__Data for review__:

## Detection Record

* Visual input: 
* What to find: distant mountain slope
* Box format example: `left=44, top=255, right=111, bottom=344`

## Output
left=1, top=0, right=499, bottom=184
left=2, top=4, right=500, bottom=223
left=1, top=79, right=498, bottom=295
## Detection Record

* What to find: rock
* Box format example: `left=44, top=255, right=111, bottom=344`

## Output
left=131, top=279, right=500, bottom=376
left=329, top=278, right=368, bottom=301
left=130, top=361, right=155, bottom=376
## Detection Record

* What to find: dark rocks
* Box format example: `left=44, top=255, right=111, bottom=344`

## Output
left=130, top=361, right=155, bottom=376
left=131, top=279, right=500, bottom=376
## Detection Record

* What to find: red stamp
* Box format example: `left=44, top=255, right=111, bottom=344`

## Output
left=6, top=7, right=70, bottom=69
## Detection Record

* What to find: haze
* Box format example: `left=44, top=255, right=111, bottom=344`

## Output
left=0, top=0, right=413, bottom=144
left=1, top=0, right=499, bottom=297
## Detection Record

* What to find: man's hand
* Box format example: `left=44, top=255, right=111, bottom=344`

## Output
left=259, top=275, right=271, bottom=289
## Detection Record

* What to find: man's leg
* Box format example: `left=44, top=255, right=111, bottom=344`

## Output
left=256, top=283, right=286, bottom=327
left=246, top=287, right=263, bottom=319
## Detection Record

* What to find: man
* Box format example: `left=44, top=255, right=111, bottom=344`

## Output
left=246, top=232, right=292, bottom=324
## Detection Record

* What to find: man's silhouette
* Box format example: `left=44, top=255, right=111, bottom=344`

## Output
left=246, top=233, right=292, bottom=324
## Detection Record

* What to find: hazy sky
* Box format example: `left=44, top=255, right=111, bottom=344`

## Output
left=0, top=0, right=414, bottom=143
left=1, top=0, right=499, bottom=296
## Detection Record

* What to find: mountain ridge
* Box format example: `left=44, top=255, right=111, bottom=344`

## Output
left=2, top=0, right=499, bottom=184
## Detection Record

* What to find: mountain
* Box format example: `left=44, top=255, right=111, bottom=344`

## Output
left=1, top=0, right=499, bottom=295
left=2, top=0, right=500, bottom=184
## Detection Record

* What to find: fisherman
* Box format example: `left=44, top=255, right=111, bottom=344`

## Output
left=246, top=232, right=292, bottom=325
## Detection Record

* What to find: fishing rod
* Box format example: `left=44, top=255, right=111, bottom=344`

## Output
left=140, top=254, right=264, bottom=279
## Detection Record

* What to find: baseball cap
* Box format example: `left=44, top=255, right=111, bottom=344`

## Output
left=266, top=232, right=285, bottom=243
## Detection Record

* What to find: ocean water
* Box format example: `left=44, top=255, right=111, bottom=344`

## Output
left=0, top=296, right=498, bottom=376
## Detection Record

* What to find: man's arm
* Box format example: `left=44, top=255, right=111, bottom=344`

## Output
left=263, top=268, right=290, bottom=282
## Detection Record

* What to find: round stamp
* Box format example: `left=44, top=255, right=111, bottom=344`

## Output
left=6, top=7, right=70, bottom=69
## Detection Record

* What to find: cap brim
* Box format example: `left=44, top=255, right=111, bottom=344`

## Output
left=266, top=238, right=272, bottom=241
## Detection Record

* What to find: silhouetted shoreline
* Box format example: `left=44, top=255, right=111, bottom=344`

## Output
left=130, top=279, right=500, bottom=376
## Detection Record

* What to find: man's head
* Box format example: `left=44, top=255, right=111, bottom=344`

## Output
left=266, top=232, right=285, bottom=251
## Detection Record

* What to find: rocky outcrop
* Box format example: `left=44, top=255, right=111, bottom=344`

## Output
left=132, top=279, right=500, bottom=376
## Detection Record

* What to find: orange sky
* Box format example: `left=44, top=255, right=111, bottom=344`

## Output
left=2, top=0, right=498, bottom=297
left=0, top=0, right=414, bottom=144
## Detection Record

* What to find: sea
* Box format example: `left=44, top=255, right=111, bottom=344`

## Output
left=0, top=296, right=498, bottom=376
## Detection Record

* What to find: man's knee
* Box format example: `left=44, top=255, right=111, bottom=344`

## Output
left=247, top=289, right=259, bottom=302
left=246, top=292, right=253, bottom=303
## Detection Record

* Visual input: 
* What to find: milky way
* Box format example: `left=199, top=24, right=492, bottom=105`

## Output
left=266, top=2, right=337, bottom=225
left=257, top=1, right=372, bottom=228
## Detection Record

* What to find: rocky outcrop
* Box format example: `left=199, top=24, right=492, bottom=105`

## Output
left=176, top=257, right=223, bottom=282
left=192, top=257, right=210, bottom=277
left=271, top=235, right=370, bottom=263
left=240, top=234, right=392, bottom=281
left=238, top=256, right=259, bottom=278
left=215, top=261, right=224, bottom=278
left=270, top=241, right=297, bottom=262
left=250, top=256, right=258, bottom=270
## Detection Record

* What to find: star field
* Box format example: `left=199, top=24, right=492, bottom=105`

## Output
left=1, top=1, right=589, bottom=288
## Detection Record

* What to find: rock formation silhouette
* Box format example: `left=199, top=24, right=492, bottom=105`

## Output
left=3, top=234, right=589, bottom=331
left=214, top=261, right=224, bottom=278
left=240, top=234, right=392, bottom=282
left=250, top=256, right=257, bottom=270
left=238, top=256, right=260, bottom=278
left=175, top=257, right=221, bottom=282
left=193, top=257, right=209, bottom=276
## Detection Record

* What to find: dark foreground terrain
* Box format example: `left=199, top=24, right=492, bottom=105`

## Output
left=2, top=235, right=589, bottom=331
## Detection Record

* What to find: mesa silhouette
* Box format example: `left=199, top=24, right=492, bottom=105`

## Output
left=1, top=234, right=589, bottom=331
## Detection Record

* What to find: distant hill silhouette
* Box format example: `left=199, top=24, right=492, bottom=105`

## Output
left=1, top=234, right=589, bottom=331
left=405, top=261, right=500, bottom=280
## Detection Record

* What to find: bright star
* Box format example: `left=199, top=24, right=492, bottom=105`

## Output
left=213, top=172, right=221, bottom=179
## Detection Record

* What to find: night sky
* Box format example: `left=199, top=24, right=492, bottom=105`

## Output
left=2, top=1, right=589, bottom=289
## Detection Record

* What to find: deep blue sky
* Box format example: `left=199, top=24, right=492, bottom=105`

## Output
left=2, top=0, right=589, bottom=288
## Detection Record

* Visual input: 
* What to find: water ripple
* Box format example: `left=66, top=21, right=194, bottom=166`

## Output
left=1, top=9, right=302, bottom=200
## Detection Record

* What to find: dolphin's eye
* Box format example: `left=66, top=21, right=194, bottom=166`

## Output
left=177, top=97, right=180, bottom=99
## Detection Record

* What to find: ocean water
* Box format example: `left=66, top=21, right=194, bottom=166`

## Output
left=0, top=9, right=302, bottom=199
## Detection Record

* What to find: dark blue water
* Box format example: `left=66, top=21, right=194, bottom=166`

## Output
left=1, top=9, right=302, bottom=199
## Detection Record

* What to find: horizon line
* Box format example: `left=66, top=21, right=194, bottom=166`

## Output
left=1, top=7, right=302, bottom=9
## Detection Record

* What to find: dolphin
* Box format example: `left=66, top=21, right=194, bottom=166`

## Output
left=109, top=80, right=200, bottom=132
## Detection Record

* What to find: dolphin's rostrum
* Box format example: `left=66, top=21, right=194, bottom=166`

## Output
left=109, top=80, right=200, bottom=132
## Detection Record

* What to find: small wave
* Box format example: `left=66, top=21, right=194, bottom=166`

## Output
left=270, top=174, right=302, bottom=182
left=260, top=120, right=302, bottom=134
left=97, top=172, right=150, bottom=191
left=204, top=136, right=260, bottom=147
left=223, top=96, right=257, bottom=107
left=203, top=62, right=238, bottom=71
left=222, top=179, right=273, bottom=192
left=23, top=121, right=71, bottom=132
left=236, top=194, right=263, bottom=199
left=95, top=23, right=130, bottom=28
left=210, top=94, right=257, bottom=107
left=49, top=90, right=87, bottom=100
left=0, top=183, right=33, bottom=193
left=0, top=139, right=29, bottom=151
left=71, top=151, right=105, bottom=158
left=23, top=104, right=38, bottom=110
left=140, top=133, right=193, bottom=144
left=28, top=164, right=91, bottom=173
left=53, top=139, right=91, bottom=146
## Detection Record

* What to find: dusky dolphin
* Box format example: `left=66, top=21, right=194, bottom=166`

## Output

__What the exercise asks__:
Search the records above for the word "water" and give the number of lines where it occurs, nothing else.

__Reply__:
4